= Excerpted passage =

Some conditions that affect the nervous system can cause muscle weakness. These conditions are often chronic and affect the way that a person’s nerves transmit messages to their muscles.
Examples of neurological conditions that can cause muscle weakness include:
- Cervical spondylosis: Age-related changes to the cushioning spinal disks in the neck can cause cervical spondylosis. This puts extra pressure on nerves, resulting in muscle weakness.
- Guillain-Barré syndrome: This rare neurological disorder can cause mild-to-severe muscle weakness.
- Botulism: This rare condition occurs due to exposure from botulinum toxin. It also causes progressive muscle weakness.
- Lambert-Eaton myasthenic syndrome: This autoimmune disorder occurs when a person’s immune system interferes with how the nerves and muscles communicate, resulting in muscle weakness.

= Source data =
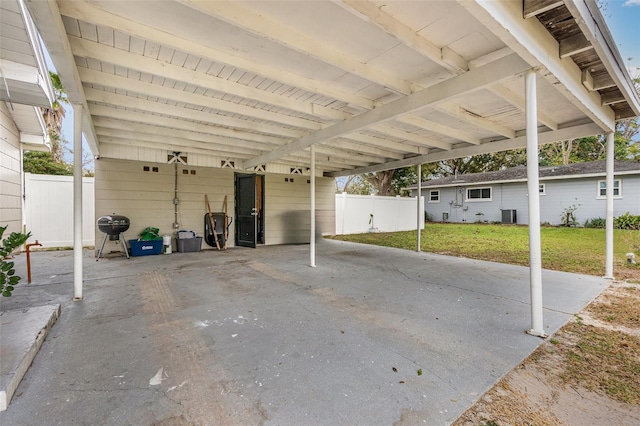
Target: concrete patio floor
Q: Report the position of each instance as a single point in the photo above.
(255, 336)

= Your tasks =
(1) Repeat the passage on neurological causes of muscle weakness between "- Botulism: This" and "communicate, resulting in muscle weakness.", inclusive.
(2) Carry on the passage on neurological causes of muscle weakness, starting after its final sentence.
The lines above stand apart from the passage on muscle weakness and are separate material.

= Results of the tasks =
(1)
- Botulism: This rare condition occurs due to exposure from botulinum toxin. It also causes progressive muscle weakness.
- Lambert-Eaton myasthenic syndrome: This autoimmune disorder occurs when a person’s immune system interferes with how the nerves and muscles communicate, resulting in muscle weakness.

(2)
- Multiple sclerosis: Multiple sclerosis is an autoimmune disorder that occurs when the immune system attacks and damages the nerves.
- Myasthenia gravis: This autoimmune disorder causes the immune system to attack a person’s muscles, which can affect movement as well as breathing.
- Amyotrophic lateral sclerosis: Known as ALS, this can cause progressive muscle weakness.
- Spinal cord injuries: Injuries to the spinal cord can interrupt communication from the nerves to the muscles. The effects can depend upon the exact site of the injury.
Neurological conditions are often progressive, which means that they get worse over time.
Some of these conditions also go through stages of remission, when symptoms lessen or even disappear, before flaring up again.
Some people experience muscle weakness as a result of medicines that they take.
Anyone experiencing muscle weakness as a side effect should speak to a doctor before stopping their medication.
Examples of medications that can cause muscle weakness include:
- amiodarone (Cordarone)
- antithyroid medications, such as methimazole (Tapazole) or propylthiouracil
- antiretroviral medicines, such as lamivudine (Epivir) or zidovudine (Retrovir)
- chemotherapy medications
- cimetidine (Tagamet)
- fibric acid derivatives, such as gemfibrozil (Lopid)
- leuprolide acetate (Lupron)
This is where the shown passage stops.